→ SELECTED EXCERPT
Voice/Vision Holocaust Survivor Oral History Archive

Herman Marczak - May 12, 1982

Liberation

We don't know exactly what happened. Around ten o'clock--yeah it was so nice. And there was, there was rumors there was an SS doctor from Dora--a captain, a high SS officer--but he was a medical doctor. And he was very ni...very--he was, he was the only German who, which I saw some kind of a human feeling through all those years. And we were sitting in front of the barracks the day before or a few days before. The sun--was just such beautiful weather we were warming up on the sun and he said, "Do you come from Dora?" We said, "Yes." "You are Häftling?"

What does that mean?

A Häftling means in German like a, a prisoner or something like that, or a prisoner of war or something like that. "So it, it won't take long anymore, you will be free in a few days," he said. "Just, just keep on living, keep on breathing," he said. And uh, the next day around ten o'clock in the morning we saw--they opened up the gate because I was in the first house. Was--I was, I was hanging around in the first house by the gate. Came in a Jeep and I saw the uniforms, then I saw it was two British officers. And a German commander from the camp was sitting next--in the middle of those two. And they drove up to the--to their command post and they, they uh, announced something in English, which nobody understood what they said, and then in German. And then they ask if there's people here who can talk--somebody who can talk English and some other language. So we had a Palestinian with--who knows--a guy who came to Poland, he was living in Palestine. He was a British subject.

→ WORK REQUEST
Carry Herman Marczak's liberation testimony forward from its last sentence.

→ ENTRIES SHOWN
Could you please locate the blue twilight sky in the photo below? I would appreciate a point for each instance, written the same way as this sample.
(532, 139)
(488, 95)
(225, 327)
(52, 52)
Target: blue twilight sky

→ SOLVED PROBLEM
Oh.

And he came to Poland to visit his grandparents and he got stopped over the war. So he raised his hands that--he said he was a....

A Jew?

Yeah, a Palestinian--an Israeli. At that time it was a Palestinian.

Mm-hm.

And he said that he was a British subject. Went over to the officer and told him so and so. They took him right, right up and gave him a uniform and told him to announce--and he knew several languages--so they announced that from that moment on that camp falls in the--on supervision of the second British army. And all the Germans will find themselves in the areas should surrender and turn over their weapons and things like this. And that was, that was the liberation. That was April the 15th 1945.